TASK TO CARRY OUT
Rewrite the records below, putting "center point" wherever "innermost point" appears and keeping everything else unchanged. Leave the pictures out.

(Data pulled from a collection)
---*---

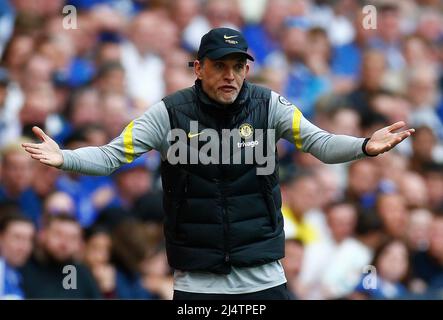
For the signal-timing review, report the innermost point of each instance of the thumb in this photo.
(39, 133)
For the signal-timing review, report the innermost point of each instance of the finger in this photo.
(39, 133)
(396, 126)
(31, 145)
(38, 156)
(33, 150)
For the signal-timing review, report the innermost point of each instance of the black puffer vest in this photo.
(220, 215)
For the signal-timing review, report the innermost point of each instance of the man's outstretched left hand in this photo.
(385, 139)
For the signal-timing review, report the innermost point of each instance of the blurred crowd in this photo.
(370, 229)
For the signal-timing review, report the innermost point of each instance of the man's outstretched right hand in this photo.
(47, 152)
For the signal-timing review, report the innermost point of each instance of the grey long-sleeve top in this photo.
(150, 131)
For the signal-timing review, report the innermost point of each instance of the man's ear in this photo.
(198, 69)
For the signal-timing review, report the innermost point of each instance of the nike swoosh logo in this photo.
(192, 135)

---*---

ANSWER TO THIS TASK
For the signal-timing review, report the center point of each instance of the thumb in this photo.
(39, 133)
For the signal-timing review, report the center point of each instance of the finger in this photo.
(39, 133)
(396, 126)
(31, 145)
(38, 156)
(33, 150)
For the signal-timing review, report the center point of each instance of the black puffer vest in this photo.
(220, 215)
For the signal-timing review, report the center point of each instance of the man's outstretched left hand in this photo.
(385, 139)
For the signal-timing review, report the center point of each instance of the blurred crowd in this photo.
(370, 229)
For the signal-timing review, report the center point of each instance of the man's outstretched right hand in this photo.
(47, 152)
For the signal-timing review, report the center point of each instance of the grey long-sleeve top in this photo.
(150, 131)
For the signal-timing review, report the center point of each instance of the man's ear in this photo.
(198, 69)
For the signal-timing review, report the center point of each instance of the nike swoosh logo in this photo.
(192, 135)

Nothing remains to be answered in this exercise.